REQUIREMENT:
What do the lines say from the one containing "of the striped" to the end of the records? Restate them word for word, and only those.

SOURCE RECORDS:

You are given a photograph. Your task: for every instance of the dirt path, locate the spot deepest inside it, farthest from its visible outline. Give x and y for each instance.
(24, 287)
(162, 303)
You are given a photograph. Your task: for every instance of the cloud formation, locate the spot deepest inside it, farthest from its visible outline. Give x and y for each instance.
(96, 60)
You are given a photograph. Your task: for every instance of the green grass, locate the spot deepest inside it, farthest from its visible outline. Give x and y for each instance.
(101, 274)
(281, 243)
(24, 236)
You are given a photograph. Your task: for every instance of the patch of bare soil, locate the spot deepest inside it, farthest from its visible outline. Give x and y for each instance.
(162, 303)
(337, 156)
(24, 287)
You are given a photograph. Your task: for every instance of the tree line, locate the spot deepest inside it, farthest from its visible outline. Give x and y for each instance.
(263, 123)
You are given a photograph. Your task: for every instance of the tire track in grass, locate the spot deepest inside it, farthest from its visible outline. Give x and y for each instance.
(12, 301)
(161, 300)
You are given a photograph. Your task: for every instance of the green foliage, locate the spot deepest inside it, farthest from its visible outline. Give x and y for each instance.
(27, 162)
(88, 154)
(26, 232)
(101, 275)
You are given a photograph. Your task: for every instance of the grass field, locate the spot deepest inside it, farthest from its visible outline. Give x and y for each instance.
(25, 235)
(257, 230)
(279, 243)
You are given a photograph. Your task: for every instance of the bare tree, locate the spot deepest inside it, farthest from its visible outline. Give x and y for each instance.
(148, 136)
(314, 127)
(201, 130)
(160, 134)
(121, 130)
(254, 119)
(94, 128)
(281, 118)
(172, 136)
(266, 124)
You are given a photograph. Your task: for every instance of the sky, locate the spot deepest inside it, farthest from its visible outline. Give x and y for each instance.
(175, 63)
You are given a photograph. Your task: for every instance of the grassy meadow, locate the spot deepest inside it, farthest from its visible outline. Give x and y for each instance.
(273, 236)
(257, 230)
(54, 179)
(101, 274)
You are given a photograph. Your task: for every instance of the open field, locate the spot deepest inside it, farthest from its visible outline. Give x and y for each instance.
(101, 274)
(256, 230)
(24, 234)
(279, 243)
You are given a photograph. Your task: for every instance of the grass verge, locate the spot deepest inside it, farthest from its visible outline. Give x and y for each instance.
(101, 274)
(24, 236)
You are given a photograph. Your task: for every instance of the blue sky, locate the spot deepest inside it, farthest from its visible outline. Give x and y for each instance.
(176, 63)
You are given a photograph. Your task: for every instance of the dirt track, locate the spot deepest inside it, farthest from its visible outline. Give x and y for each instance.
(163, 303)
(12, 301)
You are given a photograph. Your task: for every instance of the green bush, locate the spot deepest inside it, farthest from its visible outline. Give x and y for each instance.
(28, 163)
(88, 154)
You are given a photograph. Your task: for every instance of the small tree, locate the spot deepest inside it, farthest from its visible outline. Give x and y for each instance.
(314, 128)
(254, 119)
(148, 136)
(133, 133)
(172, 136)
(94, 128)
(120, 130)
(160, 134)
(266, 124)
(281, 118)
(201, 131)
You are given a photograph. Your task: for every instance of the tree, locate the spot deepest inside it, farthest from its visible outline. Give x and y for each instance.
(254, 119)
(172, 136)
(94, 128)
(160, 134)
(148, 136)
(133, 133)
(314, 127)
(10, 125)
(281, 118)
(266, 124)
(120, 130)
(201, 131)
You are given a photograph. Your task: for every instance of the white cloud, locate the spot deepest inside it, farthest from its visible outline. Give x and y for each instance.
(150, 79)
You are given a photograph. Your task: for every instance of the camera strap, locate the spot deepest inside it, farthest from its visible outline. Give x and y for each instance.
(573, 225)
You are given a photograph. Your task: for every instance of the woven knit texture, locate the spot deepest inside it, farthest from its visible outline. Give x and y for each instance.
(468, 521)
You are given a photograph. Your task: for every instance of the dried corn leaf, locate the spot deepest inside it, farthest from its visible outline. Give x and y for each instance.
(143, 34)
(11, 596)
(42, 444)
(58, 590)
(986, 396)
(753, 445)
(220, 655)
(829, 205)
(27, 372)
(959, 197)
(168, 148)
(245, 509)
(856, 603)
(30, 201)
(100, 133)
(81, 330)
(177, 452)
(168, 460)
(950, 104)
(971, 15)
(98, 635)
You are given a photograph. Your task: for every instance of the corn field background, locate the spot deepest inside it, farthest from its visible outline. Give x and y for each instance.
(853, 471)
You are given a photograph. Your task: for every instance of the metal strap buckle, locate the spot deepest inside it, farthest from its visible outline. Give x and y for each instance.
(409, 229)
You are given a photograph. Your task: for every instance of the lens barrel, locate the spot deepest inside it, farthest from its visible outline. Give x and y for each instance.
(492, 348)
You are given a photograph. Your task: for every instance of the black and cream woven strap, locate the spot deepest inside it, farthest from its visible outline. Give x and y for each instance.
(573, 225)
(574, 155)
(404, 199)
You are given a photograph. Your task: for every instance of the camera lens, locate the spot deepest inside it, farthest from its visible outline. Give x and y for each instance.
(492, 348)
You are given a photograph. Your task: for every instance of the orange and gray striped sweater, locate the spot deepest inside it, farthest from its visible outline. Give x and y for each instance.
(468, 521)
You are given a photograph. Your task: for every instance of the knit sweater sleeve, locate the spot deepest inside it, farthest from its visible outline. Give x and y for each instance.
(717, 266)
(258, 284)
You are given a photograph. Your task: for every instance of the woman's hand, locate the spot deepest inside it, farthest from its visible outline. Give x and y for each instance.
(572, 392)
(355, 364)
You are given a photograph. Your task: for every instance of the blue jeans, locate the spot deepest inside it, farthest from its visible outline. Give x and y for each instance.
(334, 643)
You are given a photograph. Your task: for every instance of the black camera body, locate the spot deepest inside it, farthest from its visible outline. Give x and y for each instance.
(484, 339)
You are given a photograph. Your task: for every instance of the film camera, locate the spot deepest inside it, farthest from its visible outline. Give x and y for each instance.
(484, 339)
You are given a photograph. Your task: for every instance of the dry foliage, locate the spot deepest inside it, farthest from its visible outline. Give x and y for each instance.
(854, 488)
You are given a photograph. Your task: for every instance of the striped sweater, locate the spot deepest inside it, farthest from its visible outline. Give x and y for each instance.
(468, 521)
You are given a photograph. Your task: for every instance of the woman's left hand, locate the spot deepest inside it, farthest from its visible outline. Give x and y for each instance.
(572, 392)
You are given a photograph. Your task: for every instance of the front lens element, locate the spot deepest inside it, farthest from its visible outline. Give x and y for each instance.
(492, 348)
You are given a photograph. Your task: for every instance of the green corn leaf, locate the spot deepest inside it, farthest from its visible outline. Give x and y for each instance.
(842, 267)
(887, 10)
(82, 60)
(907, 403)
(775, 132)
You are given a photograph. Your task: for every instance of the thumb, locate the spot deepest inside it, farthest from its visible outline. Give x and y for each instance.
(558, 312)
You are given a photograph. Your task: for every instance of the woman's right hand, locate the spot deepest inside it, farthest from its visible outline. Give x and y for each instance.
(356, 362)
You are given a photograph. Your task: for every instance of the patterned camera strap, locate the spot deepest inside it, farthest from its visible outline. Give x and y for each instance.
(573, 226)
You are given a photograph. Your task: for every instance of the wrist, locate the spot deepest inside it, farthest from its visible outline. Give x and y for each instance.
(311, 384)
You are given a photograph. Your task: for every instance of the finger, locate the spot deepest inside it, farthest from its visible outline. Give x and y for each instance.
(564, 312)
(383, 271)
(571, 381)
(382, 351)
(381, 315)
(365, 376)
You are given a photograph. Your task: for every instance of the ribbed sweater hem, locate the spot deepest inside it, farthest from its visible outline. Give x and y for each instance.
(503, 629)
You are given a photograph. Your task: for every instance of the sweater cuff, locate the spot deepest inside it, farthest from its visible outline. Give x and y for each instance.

RESULT OF THE EXERCISE:
You are given a photograph. Your task: for every instance of the striped sweater, locate the spot deepest inside it, farthest from its visible outline. Give x and y for each instance.
(468, 521)
You are given a photograph. Your task: for every instance of the woman's left hand, locate the spot deepest inside it, farthest from its visible outline. Give x and y for each instance.
(572, 392)
You are given a photograph. Your task: for every instance of the front lens element, locate the spot deepest inside it, farthest from its visible outline. Give x and y for each instance.
(492, 348)
You are given a photograph. Your task: for every instance of the green corn leaf, locate the spot deepest inside it, farthest from its visible outline. Give x and y for each instance.
(842, 267)
(887, 10)
(82, 60)
(907, 403)
(775, 132)
You are given a photograph. Your task: for every instance of the thumb, locate the spot deepest inside it, farthest from its visible outline. Give x and y for each instance.
(558, 312)
You are given a photograph. Your task: for every instance of the woman's right hand, locate the spot deepest inside it, farthest from its visible outline. Give x and y for each instance.
(356, 362)
You are given a photograph. Your task: for every instance of the patterned camera strap, locate the spot deepest inside it, farthest from its visible outline. Give x and y for each instance.
(573, 226)
You are given a photograph. Your task: for every instance of the wrist, locate the spot deepest inside it, farthest from its visible outline. Give x and y for each instance.
(311, 384)
You are given a photograph. Your task: for every instance of the finger, locate the spot deepest inside it, farthest from its visible outline. Give x and y for each instance.
(564, 312)
(383, 271)
(571, 381)
(382, 351)
(381, 315)
(365, 376)
You are given a photograph. Your task: for every instance of the ribbed sweater hem, locate the spot deepest inside it, farthest from its visible outline. Give x and y for each instance.
(503, 629)
You are given a photograph. Your task: for every instance of the sweater cuff, locate the spot deepest inside it, farthest from its visible outline. Give x and y for each instance.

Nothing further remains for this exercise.